History / Wed 17th Jun 2020 at 11:26am

BLACK LIFE MATTERS AND STATUES

Dear Editor,

I am writing to you regarding the recent Black Lives Matters (BLM) campaign to remove various statues as a direct response to the recent death of George Floyd in the United States of America. The removal of the Edward Colston statue in Bristol has quite rightly led to a debate about statues, memory, history and other aspects of culture.

I would like to contribute to this, here are my thoughts for you on this subject.

Statues were put up to commemorate and celebrate the individual’s character and achievements throughout their whole life, not just certain parts of it.

Statues do not tower over us nor look down over us. We look up at them in a physical not in a condescending and reverent fashion. Statues inspire us, educate us and encourage us to learn more about the person and their historical era.

The logic of mass removal of statues will be the dearth of empty plinths. In thirty, forty- or fifty-years’ time, no-one will know who these people were.

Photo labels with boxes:
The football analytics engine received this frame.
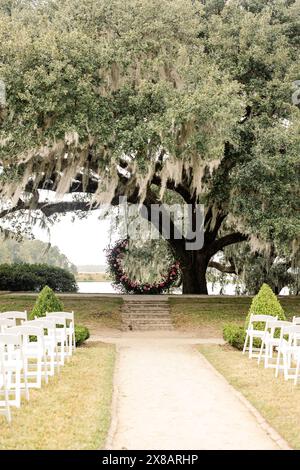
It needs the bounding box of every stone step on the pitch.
[123,318,172,325]
[123,325,174,331]
[122,315,171,323]
[122,297,174,331]
[122,308,170,318]
[123,302,170,310]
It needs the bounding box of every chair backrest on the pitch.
[46,312,74,325]
[22,317,56,337]
[0,318,16,333]
[35,315,66,327]
[9,322,44,347]
[280,323,300,345]
[266,320,292,337]
[0,332,22,362]
[0,310,27,322]
[249,313,278,328]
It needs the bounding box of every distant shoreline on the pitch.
[75,273,111,282]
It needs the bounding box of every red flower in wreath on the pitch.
[106,239,181,294]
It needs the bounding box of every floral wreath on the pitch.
[106,238,180,294]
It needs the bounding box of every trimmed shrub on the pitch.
[223,323,261,351]
[75,325,90,346]
[245,284,286,330]
[223,323,246,350]
[0,263,77,292]
[30,286,64,319]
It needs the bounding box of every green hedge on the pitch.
[75,325,90,346]
[223,284,286,350]
[30,286,64,320]
[0,263,77,292]
[223,323,261,351]
[30,286,90,346]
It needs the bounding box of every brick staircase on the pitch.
[122,295,173,331]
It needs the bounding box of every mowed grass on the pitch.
[170,296,300,338]
[75,273,111,282]
[199,345,300,449]
[0,294,122,334]
[0,343,115,450]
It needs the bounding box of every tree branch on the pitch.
[208,261,236,274]
[209,232,248,255]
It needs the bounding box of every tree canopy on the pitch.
[0,0,300,291]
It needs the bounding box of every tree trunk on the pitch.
[181,252,208,295]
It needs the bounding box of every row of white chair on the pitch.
[0,311,76,422]
[243,314,300,385]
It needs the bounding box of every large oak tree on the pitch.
[0,0,300,294]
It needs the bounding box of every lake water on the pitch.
[77,282,239,295]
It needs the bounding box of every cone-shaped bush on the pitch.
[246,284,286,330]
[30,286,64,319]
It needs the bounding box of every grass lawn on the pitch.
[75,273,111,282]
[0,294,122,334]
[170,296,300,338]
[199,345,300,449]
[0,343,115,450]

**Challenge:** Please say which statue's removal the letter on statues says has led to a debate. You won't need the items for this.

**Correct answer:** The Edward Colston statue in Bristol.